# [提示文]
鳥類の代表的な感染症のクラミジア感染症は人畜共通感染症のひとつです。飼っているインコやオウムが「クラミジア感染症」のような様子を見せたら速やかに病院に連れていきましょう。
クラミジア感染症は人獣共通感染症
人のオウム病は元来鳥類のクラミジア感染症で、全年齢のすべての鳥種に感染し、全世界で発生がみられています。
オウム病はオウム病クラミジアを病原体とし、人に感染した場合は、持続性の微熱などの風邪のような症状や肺炎などの呼吸器症状をおこします。感染症新法では、第四類の全数届出疾患に指定されています。2001年11〜12月に島根県の松江フォーゲルパークで来園者と職員の17人が鳥からオウム病に集団感染した例は記憶に新しいところです。
輸入鳥や国内繁殖の鳥の30%以上がクラミジアを保有しているという報告があります。
人のオウム病は軽いものも含めると年間に約300〜3000例発生していると推測されています。
鳥のクラミジア感染症 症状
感染してから発病までの潜伏期間は数日〜数週以上で、症状を表さない不顕性感染や持続感染も珍しくありません。発病した時の症状は、羽毛の粗造化、体温低下、震え、昏睡、結膜炎、呼吸困難、鼻炎、衰弱、脱水、黄色〜緑色便、水様便などで、死亡することもあります。
診断
難治性の呼吸器症状から推測できますが、糞便や血液から遺伝子を検出することで確定診断しています。 新たに鳥を買い始めたら、まず検査することをおすすめします。
治療
クラミジア症の治療は困難で、感染した鳥を完治させるためには30日以上の長期間の治療が必要です。治療はテトラサイクリン系の抗生物質が有効で、その他対症療法や、蛋白質、ビタミンの強化等栄養療法が必要ですが死亡することもあります。

# [データセットの記録]
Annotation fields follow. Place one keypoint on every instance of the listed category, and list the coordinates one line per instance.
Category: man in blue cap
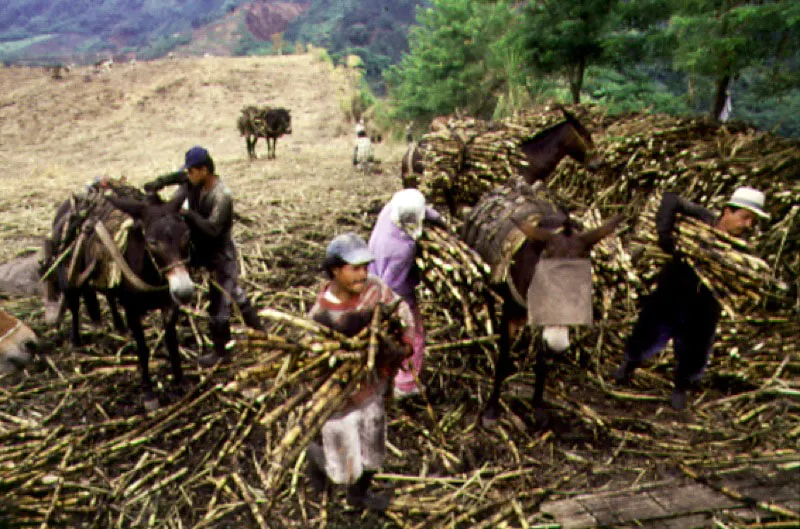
(352, 444)
(681, 308)
(210, 218)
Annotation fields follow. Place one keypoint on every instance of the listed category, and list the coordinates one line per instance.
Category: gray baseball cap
(351, 248)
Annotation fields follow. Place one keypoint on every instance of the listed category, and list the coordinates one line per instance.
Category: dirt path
(137, 120)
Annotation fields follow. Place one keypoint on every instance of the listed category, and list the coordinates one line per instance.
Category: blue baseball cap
(351, 248)
(194, 157)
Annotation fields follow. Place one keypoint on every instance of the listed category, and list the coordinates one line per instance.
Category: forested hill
(81, 31)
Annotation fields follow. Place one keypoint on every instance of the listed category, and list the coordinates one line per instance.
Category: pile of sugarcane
(458, 277)
(471, 157)
(78, 450)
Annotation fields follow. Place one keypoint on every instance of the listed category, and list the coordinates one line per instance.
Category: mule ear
(568, 115)
(132, 207)
(592, 237)
(534, 233)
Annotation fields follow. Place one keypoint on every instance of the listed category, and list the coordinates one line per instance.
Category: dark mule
(250, 123)
(544, 151)
(556, 237)
(154, 276)
(278, 123)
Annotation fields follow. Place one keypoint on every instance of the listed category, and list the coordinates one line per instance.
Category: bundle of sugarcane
(470, 158)
(457, 275)
(722, 262)
(314, 371)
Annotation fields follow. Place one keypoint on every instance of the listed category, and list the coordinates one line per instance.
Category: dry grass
(138, 120)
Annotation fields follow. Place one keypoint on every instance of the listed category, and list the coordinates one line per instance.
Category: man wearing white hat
(681, 307)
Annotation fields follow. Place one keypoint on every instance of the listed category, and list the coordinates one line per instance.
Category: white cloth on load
(355, 441)
(560, 293)
(408, 211)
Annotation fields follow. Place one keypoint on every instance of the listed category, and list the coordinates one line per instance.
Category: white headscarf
(407, 211)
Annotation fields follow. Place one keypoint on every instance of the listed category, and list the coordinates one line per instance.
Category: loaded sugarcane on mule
(152, 268)
(542, 152)
(266, 122)
(681, 307)
(540, 268)
(353, 441)
(210, 218)
(362, 152)
(393, 244)
(18, 343)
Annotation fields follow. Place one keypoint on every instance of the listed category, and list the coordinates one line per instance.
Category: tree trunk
(720, 96)
(576, 81)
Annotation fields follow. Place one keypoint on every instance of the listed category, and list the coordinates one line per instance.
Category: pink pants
(404, 381)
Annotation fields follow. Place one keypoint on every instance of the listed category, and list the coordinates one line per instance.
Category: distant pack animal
(554, 237)
(153, 267)
(543, 151)
(265, 122)
(18, 343)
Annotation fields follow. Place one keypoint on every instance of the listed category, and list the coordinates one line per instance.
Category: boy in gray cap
(210, 218)
(353, 441)
(681, 307)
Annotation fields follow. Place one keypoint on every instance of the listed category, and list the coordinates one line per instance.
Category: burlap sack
(561, 293)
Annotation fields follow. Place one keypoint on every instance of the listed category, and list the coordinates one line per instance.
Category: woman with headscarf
(393, 244)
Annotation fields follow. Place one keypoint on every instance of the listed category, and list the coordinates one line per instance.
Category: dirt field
(138, 120)
(445, 470)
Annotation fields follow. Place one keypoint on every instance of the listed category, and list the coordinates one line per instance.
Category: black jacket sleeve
(218, 221)
(168, 179)
(671, 205)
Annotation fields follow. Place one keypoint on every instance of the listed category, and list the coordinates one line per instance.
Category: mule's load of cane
(491, 226)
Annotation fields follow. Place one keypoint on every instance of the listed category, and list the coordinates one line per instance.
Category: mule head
(166, 238)
(582, 147)
(564, 242)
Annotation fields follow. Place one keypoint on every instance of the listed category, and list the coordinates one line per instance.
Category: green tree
(723, 38)
(452, 62)
(565, 37)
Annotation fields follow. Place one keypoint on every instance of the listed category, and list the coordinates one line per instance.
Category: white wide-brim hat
(749, 199)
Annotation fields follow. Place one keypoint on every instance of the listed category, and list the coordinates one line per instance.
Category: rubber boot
(220, 336)
(360, 497)
(678, 399)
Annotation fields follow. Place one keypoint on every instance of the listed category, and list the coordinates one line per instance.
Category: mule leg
(74, 304)
(92, 305)
(135, 325)
(170, 317)
(501, 369)
(119, 325)
(540, 370)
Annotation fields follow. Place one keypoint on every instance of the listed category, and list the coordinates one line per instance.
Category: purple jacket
(394, 251)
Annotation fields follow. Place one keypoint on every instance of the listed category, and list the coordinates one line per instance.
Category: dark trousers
(224, 268)
(681, 309)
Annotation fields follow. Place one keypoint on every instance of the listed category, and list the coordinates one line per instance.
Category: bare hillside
(138, 119)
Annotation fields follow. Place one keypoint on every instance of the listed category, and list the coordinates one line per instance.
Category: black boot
(679, 398)
(220, 336)
(251, 317)
(360, 497)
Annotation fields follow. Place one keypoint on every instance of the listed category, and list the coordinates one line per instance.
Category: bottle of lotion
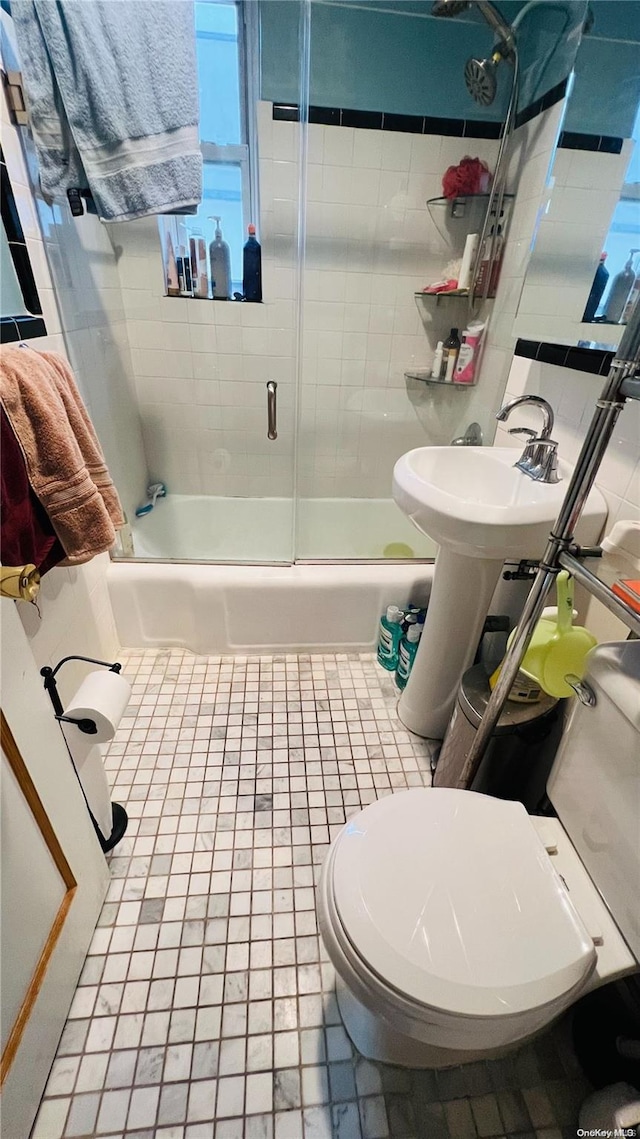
(436, 368)
(468, 359)
(220, 262)
(450, 351)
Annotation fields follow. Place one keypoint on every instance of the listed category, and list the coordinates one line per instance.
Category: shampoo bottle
(436, 367)
(468, 359)
(220, 262)
(597, 291)
(252, 268)
(450, 351)
(388, 637)
(407, 654)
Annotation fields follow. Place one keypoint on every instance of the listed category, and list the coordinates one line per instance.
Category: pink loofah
(472, 175)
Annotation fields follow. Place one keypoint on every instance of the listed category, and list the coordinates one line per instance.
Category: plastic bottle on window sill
(197, 252)
(172, 281)
(220, 263)
(252, 268)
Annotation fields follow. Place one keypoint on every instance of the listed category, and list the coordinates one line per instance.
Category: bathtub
(193, 527)
(252, 609)
(263, 608)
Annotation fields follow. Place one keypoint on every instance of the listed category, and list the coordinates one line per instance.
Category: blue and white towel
(113, 97)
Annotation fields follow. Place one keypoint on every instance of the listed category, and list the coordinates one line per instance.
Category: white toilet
(459, 926)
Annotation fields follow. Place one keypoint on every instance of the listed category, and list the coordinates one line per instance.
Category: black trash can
(520, 752)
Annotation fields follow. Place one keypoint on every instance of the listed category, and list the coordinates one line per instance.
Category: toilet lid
(451, 899)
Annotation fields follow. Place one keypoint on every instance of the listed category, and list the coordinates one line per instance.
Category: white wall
(583, 193)
(200, 367)
(528, 172)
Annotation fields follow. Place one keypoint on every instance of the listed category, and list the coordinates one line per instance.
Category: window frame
(244, 154)
(30, 325)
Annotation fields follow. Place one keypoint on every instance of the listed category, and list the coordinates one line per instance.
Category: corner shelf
(459, 203)
(425, 377)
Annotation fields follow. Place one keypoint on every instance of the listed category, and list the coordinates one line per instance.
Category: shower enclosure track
(622, 384)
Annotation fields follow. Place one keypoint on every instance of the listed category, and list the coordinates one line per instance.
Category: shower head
(492, 15)
(481, 79)
(449, 7)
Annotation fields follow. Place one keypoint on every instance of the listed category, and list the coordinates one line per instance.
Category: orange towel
(64, 459)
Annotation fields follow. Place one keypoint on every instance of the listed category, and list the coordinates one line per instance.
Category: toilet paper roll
(103, 697)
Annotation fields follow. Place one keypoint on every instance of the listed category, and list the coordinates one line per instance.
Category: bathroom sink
(475, 502)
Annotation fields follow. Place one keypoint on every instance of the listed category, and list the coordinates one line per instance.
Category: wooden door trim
(27, 787)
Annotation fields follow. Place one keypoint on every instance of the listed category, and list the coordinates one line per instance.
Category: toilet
(459, 926)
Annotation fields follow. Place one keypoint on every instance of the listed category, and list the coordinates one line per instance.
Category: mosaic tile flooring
(206, 1007)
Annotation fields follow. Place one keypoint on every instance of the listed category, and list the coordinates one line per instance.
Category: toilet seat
(452, 901)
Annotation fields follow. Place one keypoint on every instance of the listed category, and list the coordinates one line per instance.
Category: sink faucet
(540, 457)
(472, 436)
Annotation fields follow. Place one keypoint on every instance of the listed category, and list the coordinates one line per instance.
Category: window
(21, 313)
(224, 43)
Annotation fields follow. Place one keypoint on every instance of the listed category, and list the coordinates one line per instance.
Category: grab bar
(271, 410)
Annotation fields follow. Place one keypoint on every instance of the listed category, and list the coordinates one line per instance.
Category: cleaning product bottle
(468, 359)
(388, 637)
(468, 261)
(407, 654)
(436, 367)
(484, 264)
(220, 261)
(498, 254)
(597, 289)
(252, 268)
(618, 293)
(450, 351)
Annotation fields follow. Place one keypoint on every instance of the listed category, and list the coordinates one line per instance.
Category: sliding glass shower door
(214, 367)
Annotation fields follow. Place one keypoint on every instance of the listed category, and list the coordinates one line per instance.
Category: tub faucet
(472, 436)
(539, 459)
(154, 492)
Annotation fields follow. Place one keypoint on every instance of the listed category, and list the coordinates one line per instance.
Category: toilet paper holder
(87, 726)
(90, 728)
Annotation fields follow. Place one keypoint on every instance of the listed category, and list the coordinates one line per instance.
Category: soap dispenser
(618, 293)
(220, 261)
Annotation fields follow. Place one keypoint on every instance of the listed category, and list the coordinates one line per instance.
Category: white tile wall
(200, 368)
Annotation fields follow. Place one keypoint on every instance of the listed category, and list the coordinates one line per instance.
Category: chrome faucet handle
(540, 460)
(533, 401)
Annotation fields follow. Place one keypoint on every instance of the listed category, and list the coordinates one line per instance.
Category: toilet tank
(595, 781)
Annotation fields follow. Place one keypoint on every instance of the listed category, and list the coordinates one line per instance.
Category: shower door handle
(271, 409)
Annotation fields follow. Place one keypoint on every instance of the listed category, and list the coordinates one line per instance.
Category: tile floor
(205, 1009)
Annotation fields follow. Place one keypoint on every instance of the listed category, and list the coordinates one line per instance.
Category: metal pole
(607, 410)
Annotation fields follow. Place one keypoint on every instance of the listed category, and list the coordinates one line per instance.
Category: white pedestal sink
(482, 511)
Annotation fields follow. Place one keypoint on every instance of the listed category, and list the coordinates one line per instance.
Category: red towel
(26, 534)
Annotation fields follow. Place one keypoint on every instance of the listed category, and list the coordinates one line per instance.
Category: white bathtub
(214, 529)
(252, 609)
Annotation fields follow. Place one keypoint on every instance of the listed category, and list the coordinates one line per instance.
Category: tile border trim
(596, 361)
(384, 121)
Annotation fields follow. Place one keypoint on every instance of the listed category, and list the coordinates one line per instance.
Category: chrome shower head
(449, 7)
(481, 79)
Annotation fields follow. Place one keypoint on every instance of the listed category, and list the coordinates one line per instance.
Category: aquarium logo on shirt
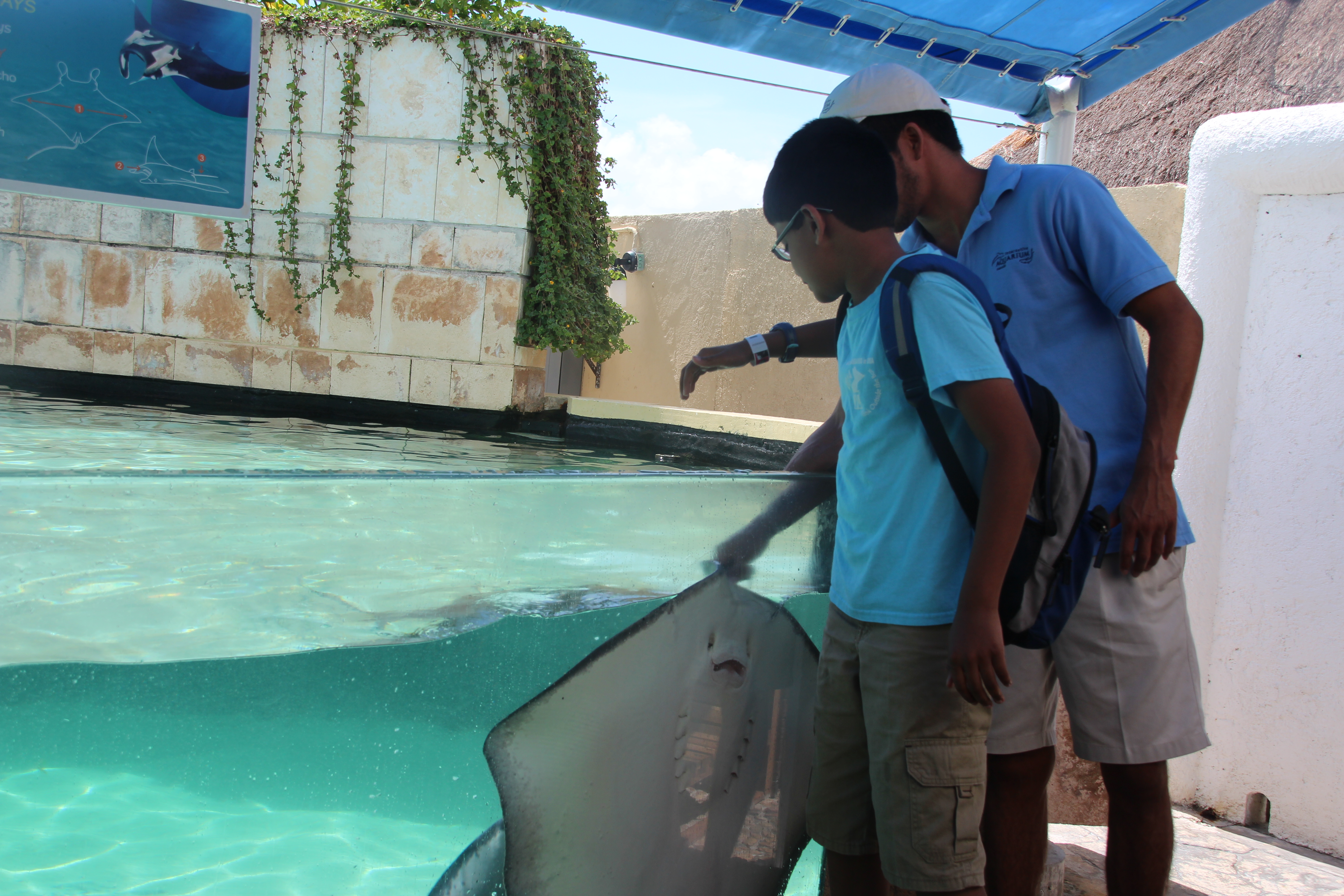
(1023, 256)
(861, 382)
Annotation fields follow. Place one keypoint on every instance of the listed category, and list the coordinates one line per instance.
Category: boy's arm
(815, 340)
(1147, 515)
(996, 417)
(818, 454)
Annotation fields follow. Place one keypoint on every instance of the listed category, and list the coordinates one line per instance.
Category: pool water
(171, 717)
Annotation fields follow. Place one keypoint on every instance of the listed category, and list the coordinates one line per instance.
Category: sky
(695, 143)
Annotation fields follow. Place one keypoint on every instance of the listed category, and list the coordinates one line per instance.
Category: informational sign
(134, 103)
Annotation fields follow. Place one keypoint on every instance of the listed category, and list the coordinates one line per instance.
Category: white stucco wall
(1263, 465)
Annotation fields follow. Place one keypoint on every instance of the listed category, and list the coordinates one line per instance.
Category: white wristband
(760, 351)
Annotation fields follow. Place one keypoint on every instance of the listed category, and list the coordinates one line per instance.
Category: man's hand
(1147, 519)
(718, 358)
(978, 663)
(736, 555)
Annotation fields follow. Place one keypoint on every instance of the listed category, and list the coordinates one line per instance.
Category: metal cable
(616, 56)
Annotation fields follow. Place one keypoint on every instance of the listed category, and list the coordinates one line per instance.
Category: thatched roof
(1288, 54)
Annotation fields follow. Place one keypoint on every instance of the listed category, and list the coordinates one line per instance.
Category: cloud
(660, 170)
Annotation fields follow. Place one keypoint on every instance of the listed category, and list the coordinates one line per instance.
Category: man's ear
(913, 140)
(818, 222)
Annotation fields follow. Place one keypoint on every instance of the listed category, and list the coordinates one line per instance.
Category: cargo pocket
(947, 797)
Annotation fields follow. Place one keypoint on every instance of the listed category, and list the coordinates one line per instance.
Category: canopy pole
(1057, 136)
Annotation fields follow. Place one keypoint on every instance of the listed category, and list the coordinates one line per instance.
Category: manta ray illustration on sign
(151, 103)
(674, 760)
(76, 108)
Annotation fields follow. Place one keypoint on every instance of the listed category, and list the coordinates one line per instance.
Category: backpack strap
(902, 350)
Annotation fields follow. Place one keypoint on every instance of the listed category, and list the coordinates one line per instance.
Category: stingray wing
(673, 761)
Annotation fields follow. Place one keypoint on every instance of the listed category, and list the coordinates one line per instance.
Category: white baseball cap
(885, 89)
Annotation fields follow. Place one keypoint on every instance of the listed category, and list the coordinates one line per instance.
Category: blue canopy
(995, 53)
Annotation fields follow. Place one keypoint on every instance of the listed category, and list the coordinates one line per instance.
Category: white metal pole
(1057, 138)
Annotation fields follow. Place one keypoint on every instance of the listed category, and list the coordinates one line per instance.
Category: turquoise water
(174, 714)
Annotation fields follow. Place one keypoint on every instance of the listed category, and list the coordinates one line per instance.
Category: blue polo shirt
(1050, 242)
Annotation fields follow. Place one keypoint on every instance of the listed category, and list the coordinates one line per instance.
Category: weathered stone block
(433, 315)
(318, 186)
(115, 288)
(466, 197)
(272, 369)
(154, 356)
(381, 242)
(488, 250)
(312, 65)
(351, 315)
(366, 195)
(525, 356)
(64, 348)
(11, 212)
(412, 175)
(382, 377)
(136, 226)
(432, 382)
(220, 363)
(11, 280)
(529, 389)
(193, 232)
(334, 79)
(503, 304)
(114, 354)
(432, 246)
(48, 217)
(312, 240)
(513, 210)
(312, 373)
(53, 283)
(288, 327)
(483, 386)
(413, 92)
(191, 296)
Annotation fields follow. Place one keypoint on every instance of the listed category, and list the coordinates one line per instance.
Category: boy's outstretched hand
(717, 358)
(978, 663)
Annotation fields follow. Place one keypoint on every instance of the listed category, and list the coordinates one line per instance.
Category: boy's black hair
(837, 164)
(935, 123)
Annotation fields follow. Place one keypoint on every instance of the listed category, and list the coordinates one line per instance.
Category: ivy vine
(542, 140)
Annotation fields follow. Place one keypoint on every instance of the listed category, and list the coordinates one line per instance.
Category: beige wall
(440, 256)
(710, 280)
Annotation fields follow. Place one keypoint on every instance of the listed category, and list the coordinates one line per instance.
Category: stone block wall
(441, 260)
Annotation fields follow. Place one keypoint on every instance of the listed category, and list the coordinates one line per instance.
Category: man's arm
(815, 340)
(1147, 515)
(1000, 424)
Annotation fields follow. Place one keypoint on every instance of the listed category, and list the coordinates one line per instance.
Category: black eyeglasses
(780, 252)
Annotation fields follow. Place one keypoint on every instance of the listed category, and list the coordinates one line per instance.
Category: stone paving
(1210, 860)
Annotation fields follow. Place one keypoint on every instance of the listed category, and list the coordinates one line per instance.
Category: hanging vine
(542, 142)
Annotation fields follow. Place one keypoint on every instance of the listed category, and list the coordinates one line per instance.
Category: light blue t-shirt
(1050, 242)
(902, 541)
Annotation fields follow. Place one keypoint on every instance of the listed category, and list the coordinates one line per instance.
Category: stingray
(674, 761)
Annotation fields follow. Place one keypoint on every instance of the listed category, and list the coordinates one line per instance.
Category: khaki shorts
(901, 757)
(1127, 666)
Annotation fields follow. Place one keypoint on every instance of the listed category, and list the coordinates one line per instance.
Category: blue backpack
(1060, 535)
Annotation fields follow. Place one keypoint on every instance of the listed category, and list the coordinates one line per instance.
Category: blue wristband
(791, 342)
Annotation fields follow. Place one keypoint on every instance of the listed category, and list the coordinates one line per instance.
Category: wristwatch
(791, 342)
(760, 351)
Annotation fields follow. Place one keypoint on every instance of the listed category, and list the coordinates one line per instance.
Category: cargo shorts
(901, 758)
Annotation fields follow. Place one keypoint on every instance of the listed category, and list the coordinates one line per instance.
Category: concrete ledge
(776, 429)
(701, 438)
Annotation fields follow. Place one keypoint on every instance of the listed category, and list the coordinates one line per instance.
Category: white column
(1057, 139)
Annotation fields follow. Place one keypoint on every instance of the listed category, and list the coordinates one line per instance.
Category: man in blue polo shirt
(1050, 242)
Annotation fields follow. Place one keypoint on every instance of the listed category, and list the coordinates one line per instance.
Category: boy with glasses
(913, 651)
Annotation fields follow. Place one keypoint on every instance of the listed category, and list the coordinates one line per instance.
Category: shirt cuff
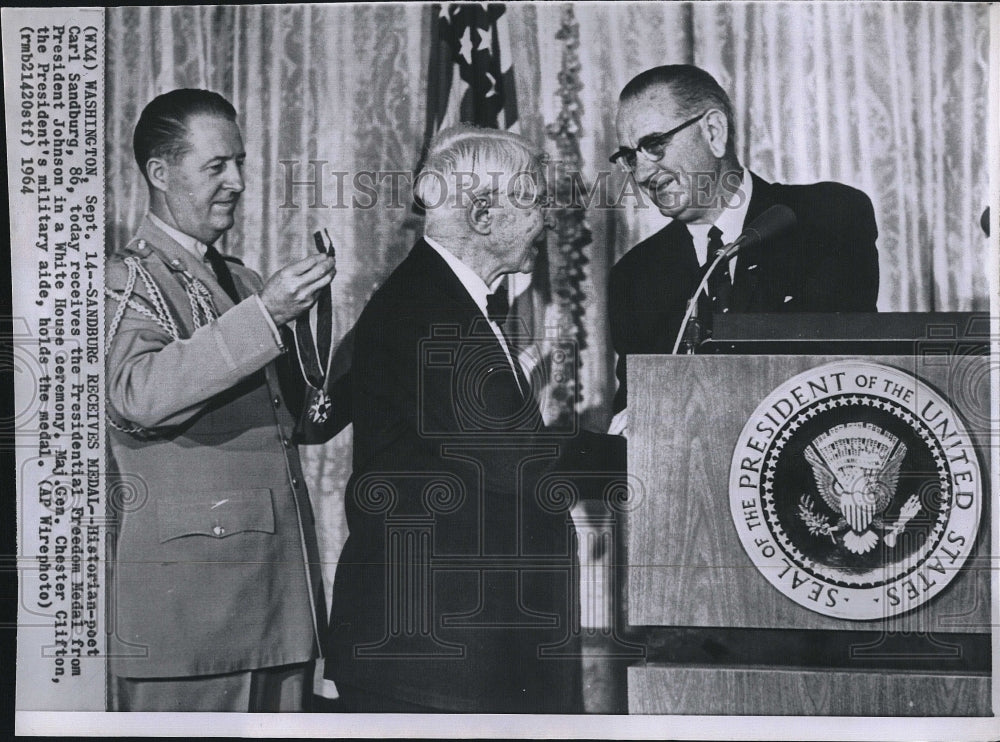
(270, 323)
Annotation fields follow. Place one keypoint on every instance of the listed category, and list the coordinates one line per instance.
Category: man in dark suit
(215, 575)
(456, 589)
(676, 135)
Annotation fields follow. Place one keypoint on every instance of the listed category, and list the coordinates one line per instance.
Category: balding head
(690, 89)
(484, 192)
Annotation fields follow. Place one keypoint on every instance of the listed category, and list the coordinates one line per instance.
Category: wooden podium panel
(780, 692)
(686, 564)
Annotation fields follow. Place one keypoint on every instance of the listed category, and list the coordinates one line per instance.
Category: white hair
(466, 161)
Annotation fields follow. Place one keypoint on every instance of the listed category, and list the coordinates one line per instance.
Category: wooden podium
(720, 637)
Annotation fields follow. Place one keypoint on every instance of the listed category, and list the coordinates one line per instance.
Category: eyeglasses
(653, 146)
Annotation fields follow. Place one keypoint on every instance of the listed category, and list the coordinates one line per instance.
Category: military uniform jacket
(215, 534)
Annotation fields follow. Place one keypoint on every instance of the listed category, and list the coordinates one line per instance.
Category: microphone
(772, 223)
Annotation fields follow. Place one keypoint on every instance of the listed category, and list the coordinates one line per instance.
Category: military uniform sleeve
(156, 380)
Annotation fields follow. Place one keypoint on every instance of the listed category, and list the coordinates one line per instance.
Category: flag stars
(485, 40)
(466, 48)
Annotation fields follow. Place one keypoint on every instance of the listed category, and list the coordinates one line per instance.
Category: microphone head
(773, 223)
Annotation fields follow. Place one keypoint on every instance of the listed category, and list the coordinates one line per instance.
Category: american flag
(470, 76)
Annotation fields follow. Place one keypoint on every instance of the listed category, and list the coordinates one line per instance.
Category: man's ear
(479, 214)
(158, 173)
(717, 131)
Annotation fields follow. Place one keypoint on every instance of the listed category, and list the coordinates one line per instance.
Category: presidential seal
(856, 490)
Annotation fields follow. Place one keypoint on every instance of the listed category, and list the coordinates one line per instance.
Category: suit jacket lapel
(442, 278)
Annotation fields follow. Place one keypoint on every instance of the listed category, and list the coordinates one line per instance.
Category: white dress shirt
(730, 223)
(478, 290)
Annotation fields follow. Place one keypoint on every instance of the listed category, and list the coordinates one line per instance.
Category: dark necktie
(720, 284)
(497, 308)
(222, 273)
(498, 304)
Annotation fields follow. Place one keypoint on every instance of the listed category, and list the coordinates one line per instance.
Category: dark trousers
(269, 689)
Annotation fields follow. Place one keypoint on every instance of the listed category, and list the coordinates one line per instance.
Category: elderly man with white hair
(457, 588)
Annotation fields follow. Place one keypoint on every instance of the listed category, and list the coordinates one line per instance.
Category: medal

# [課題の目的]
クラミジア感染症についての提示文のうち、「鳥類の代表的な感染症のクラミ」で始まり「輸入鳥や国内繁殖の鳥の30%以上がクラミジアを保有しているという報告があります。」で終わる部分を、「微熱」を「高熱」に入れ替えて書き直すこと。 このデータは使わなくてよい。

# [課題の結果]
鳥類の代表的な感染症のクラミジア感染症は人畜共通感染症のひとつです。飼っているインコやオウムが「クラミジア感染症」のような様子を見せたら速やかに病院に連れていきましょう。
クラミジア感染症は人獣共通感染症
人のオウム病は元来鳥類のクラミジア感染症で、全年齢のすべての鳥種に感染し、全世界で発生がみられています。
オウム病はオウム病クラミジアを病原体とし、人に感染した場合は、持続性の高熱などの風邪のような症状や肺炎などの呼吸器症状をおこします。感染症新法では、第四類の全数届出疾患に指定されています。2001年11〜12月に島根県の松江フォーゲルパークで来園者と職員の17人が鳥からオウム病に集団感染した例は記憶に新しいところです。
輸入鳥や国内繁殖の鳥の30%以上がクラミジアを保有しているという報告があります。